● **EXERCISE**
Write the records out again without change. Leave the pictures behind.
————
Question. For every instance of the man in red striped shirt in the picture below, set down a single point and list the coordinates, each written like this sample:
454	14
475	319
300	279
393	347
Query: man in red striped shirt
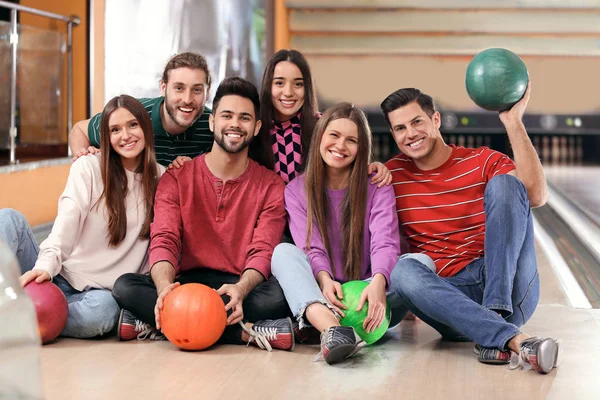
466	214
216	222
————
● **ANSWER BELOW**
Question. For every instance of the man in red striped shirt in the picture below, set down a single point and list the coordinates, each written like this sample:
454	14
475	319
300	279
393	347
Query: man in red striped shirt
466	214
216	222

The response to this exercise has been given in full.